> Task
Pull out every one of these rows word for word, leaving the pictures out.

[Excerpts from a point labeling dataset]
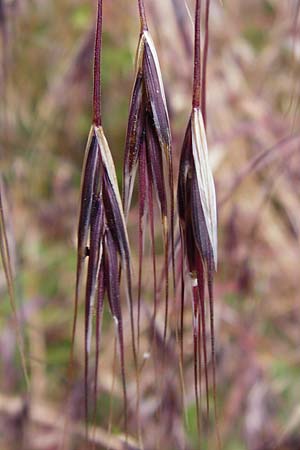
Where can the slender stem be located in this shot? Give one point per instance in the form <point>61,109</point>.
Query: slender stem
<point>204,67</point>
<point>97,69</point>
<point>197,58</point>
<point>142,13</point>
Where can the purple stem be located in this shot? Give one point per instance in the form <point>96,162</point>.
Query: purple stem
<point>142,13</point>
<point>97,69</point>
<point>197,58</point>
<point>204,67</point>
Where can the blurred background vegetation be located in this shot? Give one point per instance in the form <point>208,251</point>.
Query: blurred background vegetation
<point>254,141</point>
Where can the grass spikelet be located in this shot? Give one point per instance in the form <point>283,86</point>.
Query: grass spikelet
<point>7,266</point>
<point>149,134</point>
<point>198,215</point>
<point>102,237</point>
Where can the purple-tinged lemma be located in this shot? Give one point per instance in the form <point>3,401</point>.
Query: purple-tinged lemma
<point>102,235</point>
<point>148,147</point>
<point>198,213</point>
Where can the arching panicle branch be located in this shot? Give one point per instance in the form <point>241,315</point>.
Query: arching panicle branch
<point>204,66</point>
<point>197,58</point>
<point>142,13</point>
<point>97,69</point>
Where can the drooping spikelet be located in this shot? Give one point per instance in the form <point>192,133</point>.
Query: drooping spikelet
<point>148,148</point>
<point>198,213</point>
<point>102,236</point>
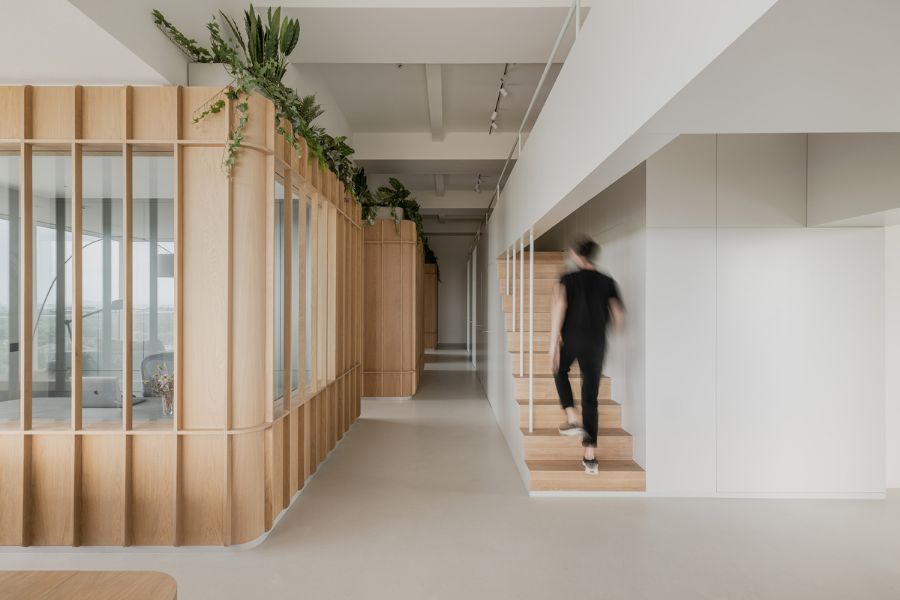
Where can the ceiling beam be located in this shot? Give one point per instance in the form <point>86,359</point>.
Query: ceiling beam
<point>434,88</point>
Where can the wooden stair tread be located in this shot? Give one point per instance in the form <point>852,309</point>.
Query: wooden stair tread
<point>555,402</point>
<point>574,465</point>
<point>547,375</point>
<point>602,432</point>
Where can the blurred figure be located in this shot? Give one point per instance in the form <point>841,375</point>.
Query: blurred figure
<point>584,304</point>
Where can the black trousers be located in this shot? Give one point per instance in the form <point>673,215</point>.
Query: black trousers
<point>590,361</point>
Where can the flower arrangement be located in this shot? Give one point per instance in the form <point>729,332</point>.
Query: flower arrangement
<point>163,383</point>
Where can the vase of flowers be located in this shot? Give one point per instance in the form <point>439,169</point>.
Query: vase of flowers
<point>164,384</point>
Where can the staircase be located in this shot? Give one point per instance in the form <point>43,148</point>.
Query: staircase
<point>554,461</point>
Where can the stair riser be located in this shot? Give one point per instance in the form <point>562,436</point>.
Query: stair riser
<point>541,363</point>
<point>542,303</point>
<point>546,416</point>
<point>569,448</point>
<point>545,388</point>
<point>541,322</point>
<point>542,270</point>
<point>611,481</point>
<point>541,341</point>
<point>545,287</point>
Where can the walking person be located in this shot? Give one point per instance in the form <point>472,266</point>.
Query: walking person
<point>584,304</point>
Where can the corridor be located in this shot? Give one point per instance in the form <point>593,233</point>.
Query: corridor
<point>422,500</point>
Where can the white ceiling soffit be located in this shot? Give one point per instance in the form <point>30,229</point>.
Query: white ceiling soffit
<point>436,35</point>
<point>424,181</point>
<point>52,42</point>
<point>396,98</point>
<point>806,66</point>
<point>497,31</point>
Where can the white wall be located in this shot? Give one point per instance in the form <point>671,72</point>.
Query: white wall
<point>765,347</point>
<point>616,219</point>
<point>598,103</point>
<point>892,353</point>
<point>493,362</point>
<point>452,251</point>
<point>304,80</point>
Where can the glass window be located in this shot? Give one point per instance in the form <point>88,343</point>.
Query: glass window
<point>296,219</point>
<point>279,293</point>
<point>52,293</point>
<point>309,292</point>
<point>9,289</point>
<point>153,288</point>
<point>102,290</point>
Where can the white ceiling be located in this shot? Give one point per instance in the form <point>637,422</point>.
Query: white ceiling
<point>393,98</point>
<point>350,51</point>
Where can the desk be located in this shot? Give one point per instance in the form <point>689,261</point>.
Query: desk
<point>85,585</point>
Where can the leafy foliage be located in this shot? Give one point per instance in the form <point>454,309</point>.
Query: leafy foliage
<point>255,59</point>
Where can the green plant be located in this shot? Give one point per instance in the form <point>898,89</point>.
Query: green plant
<point>256,61</point>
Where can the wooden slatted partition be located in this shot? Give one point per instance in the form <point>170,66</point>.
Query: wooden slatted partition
<point>393,353</point>
<point>227,463</point>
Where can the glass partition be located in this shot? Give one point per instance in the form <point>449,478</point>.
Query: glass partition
<point>153,287</point>
<point>296,219</point>
<point>52,289</point>
<point>279,294</point>
<point>102,290</point>
<point>309,291</point>
<point>10,398</point>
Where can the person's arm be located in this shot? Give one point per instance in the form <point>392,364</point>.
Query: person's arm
<point>557,314</point>
<point>616,314</point>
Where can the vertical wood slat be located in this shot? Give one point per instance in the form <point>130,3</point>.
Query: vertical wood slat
<point>287,251</point>
<point>178,367</point>
<point>128,285</point>
<point>270,290</point>
<point>77,285</point>
<point>26,253</point>
<point>229,316</point>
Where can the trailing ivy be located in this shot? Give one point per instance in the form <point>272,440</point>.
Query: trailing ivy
<point>255,59</point>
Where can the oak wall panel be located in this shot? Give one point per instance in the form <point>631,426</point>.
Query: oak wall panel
<point>12,112</point>
<point>249,247</point>
<point>154,113</point>
<point>12,478</point>
<point>225,467</point>
<point>248,487</point>
<point>52,489</point>
<point>153,490</point>
<point>203,490</point>
<point>205,295</point>
<point>213,127</point>
<point>53,113</point>
<point>103,113</point>
<point>102,521</point>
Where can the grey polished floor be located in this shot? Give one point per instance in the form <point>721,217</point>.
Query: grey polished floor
<point>422,500</point>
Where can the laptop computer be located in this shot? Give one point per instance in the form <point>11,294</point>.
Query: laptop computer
<point>101,392</point>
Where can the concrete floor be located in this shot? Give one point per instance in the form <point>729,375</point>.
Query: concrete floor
<point>422,500</point>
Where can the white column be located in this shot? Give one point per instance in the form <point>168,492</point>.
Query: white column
<point>522,309</point>
<point>512,315</point>
<point>531,332</point>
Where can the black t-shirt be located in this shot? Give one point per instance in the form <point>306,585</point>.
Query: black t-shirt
<point>587,306</point>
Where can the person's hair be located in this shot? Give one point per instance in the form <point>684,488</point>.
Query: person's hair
<point>585,247</point>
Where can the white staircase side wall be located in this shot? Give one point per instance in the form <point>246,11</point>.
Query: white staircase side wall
<point>631,58</point>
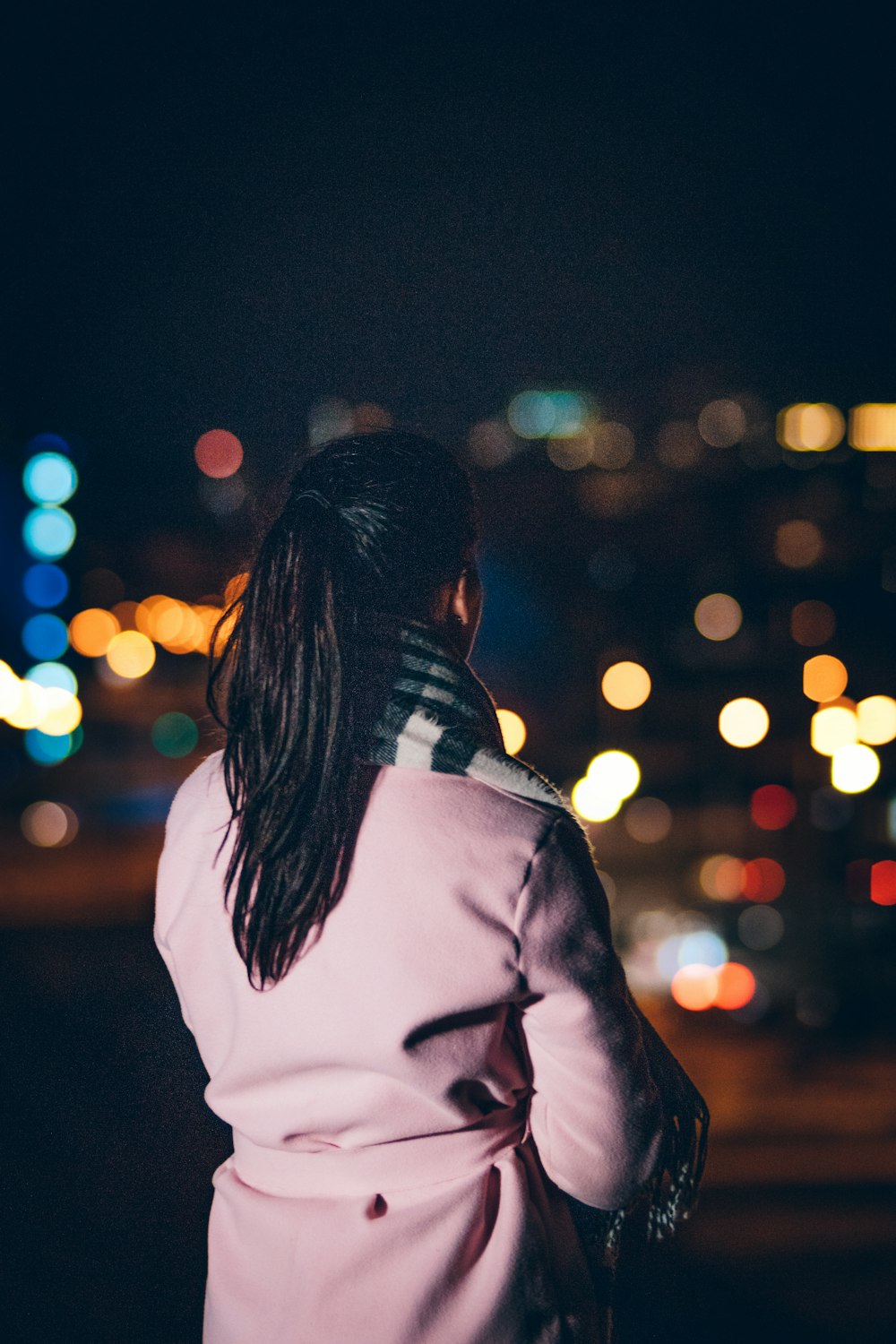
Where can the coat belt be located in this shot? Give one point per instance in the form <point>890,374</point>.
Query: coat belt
<point>378,1168</point>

> Solution to this problem
Where can the slender stem be located in this shot? Give one point per instance in the form <point>61,109</point>.
Query: slender stem
<point>204,67</point>
<point>97,69</point>
<point>197,58</point>
<point>142,13</point>
Where can the purple stem be located in this shot? Give one point per instance in the form <point>96,162</point>.
Query: purple stem
<point>142,13</point>
<point>97,69</point>
<point>197,58</point>
<point>204,67</point>
Where can the blurred background vegetation be located in this shot? Give one point per instance in the form <point>208,251</point>.
Query: blurred background vegetation
<point>254,141</point>
Where can the grass spikelet be located in this shot? Give one point per instance in the form <point>283,86</point>.
Query: grass spikelet
<point>7,266</point>
<point>149,134</point>
<point>198,215</point>
<point>102,237</point>
Where can the purple-tinged lemma be located in this shot? Give one point per instance in the form <point>3,401</point>.
Query: purple-tinged lemma
<point>102,235</point>
<point>148,147</point>
<point>198,213</point>
Where can the arching panicle branch be located in this shot? Give one point per instance in the form <point>241,315</point>.
Query: arching panicle branch
<point>204,66</point>
<point>197,58</point>
<point>142,13</point>
<point>97,69</point>
Where can the drooping spikelet be located in this shot? Give one point per instance in the form <point>192,133</point>.
Query: drooping spikelet
<point>148,148</point>
<point>198,213</point>
<point>102,236</point>
Where can the ceiling beam be located in this shot? Give one point per instance in the form <point>86,359</point>.
Query: ceiling beam
<point>434,88</point>
Where can the wooden stair tread be located in this shot? Give one point per instance in the form <point>852,309</point>.
Query: wooden stair tread
<point>555,402</point>
<point>574,465</point>
<point>547,375</point>
<point>602,432</point>
Where can the blurred figure be located in this shot? Give one point per instance in the form <point>841,375</point>.
Query: blurred figure
<point>584,304</point>
Where can the black trousers be located in this shot? Give one point per instance in the form <point>673,215</point>.
Query: black trousers
<point>590,361</point>
Where can the flower arrangement be located in this shot? Give one point per instance in the form <point>729,332</point>.
Query: flower arrangement
<point>163,383</point>
Where can the vase of flowers be located in this shot? Give one point per instance in the form <point>439,169</point>.
Query: vase of flowers
<point>164,384</point>
Where can the staircase be located in this shot? Give one point per instance in the form <point>43,148</point>.
Query: staircase
<point>554,461</point>
Where can the stair riser be located in this shot? Give one point per instance in the form <point>562,436</point>.
Query: stair riser
<point>541,363</point>
<point>542,303</point>
<point>546,416</point>
<point>569,448</point>
<point>545,388</point>
<point>541,322</point>
<point>542,270</point>
<point>611,481</point>
<point>541,341</point>
<point>545,287</point>
Where can the walking person be located in this shot? Give one point per instance in the form <point>472,266</point>.
Query: walking person
<point>584,304</point>
Where can the corridor be located in this shot? Give one point per instance in the form <point>593,233</point>.
Query: corridor
<point>422,500</point>
Where can the white ceiling soffit be located in this shot? Give one point per instance in the form <point>30,229</point>.
Query: white ceiling soffit
<point>436,35</point>
<point>424,181</point>
<point>52,42</point>
<point>396,98</point>
<point>806,66</point>
<point>497,31</point>
Where can the white wall be located in this shot? Give one point per instance in the form <point>671,72</point>.
Query: white wall
<point>765,347</point>
<point>616,219</point>
<point>598,103</point>
<point>892,353</point>
<point>493,362</point>
<point>452,251</point>
<point>304,80</point>
Where can the glass window be located in this shot? Give one point per instance in the form <point>88,343</point>.
Query: glass window
<point>296,219</point>
<point>279,293</point>
<point>52,293</point>
<point>309,292</point>
<point>9,289</point>
<point>153,288</point>
<point>102,290</point>
Where can the white ceiling be located in this shot? Give one point per instance in the form <point>637,422</point>.
Query: white ceiling
<point>393,98</point>
<point>350,51</point>
Where can the desk be located in this shot? Give one point per instance in the form <point>689,261</point>.
Query: desk
<point>85,585</point>
Where can the leafy foliage be located in this shot? Give one point per instance in the form <point>454,309</point>.
Query: leafy foliage
<point>255,59</point>
Where can the green plant be located in this shot? Give one point per instance in the form <point>898,89</point>.
Query: green plant
<point>256,61</point>
Where can the wooden slatted partition be located in this shot? Give one point per instance in the form <point>170,66</point>.
Query: wooden slatted partition
<point>393,353</point>
<point>227,463</point>
Where can the glass partition be located in this shot? Give one point per instance in the form <point>449,478</point>.
Query: glass partition
<point>153,287</point>
<point>296,219</point>
<point>52,289</point>
<point>279,294</point>
<point>102,290</point>
<point>309,291</point>
<point>10,398</point>
Where can the person's arm be located in this shot? Give one point per instance in the form <point>392,364</point>.
Query: person's arm
<point>557,314</point>
<point>616,314</point>
Where can the vertical wood slat be located in this shot? Give one point per instance in the form <point>130,3</point>.
Query: vertical wood slat
<point>287,251</point>
<point>178,367</point>
<point>128,285</point>
<point>270,290</point>
<point>77,285</point>
<point>26,253</point>
<point>229,316</point>
Where can the trailing ivy be located in this shot? Give one point per instance in the form <point>272,440</point>.
Query: trailing ivy
<point>255,59</point>
Where can the oak wall panel be located in this shot? Give one point per instance in the form <point>631,426</point>.
Query: oak wall panel
<point>12,112</point>
<point>249,247</point>
<point>154,113</point>
<point>12,478</point>
<point>225,467</point>
<point>248,487</point>
<point>52,489</point>
<point>153,490</point>
<point>203,490</point>
<point>205,295</point>
<point>213,127</point>
<point>53,113</point>
<point>103,113</point>
<point>102,521</point>
Where can the grey polished floor be located in this shot? Give one point per instance in the form <point>721,217</point>.
Query: grey polished floor
<point>422,500</point>
Where can the laptop computer be located in this shot? Give one point per instance in the form <point>11,294</point>.
Query: laptop computer
<point>101,392</point>
Where can the concrete floor be located in this shot? Give one point per instance in the form <point>729,375</point>.
Query: concrete floor
<point>422,500</point>
Where can the white column be located in this shot? Give one point per instance in the form <point>168,492</point>.
Query: white column
<point>522,309</point>
<point>512,315</point>
<point>531,332</point>
Where can the black t-shirt be located in this shot? Give one point per instance in the form <point>306,585</point>.
Query: black t-shirt
<point>587,306</point>
Where can the person's hair be located in this shot? Give one point per instance in the form <point>684,488</point>.
Query: person's hair
<point>585,247</point>
Where can the white staircase side wall be located in this shot? Give one point per instance in the form <point>246,11</point>.
Query: white staircase side wall
<point>631,58</point>
Where can the coat belt be located in this shot? Give one point per instance in the form <point>890,374</point>.
Query: coat belt
<point>378,1168</point>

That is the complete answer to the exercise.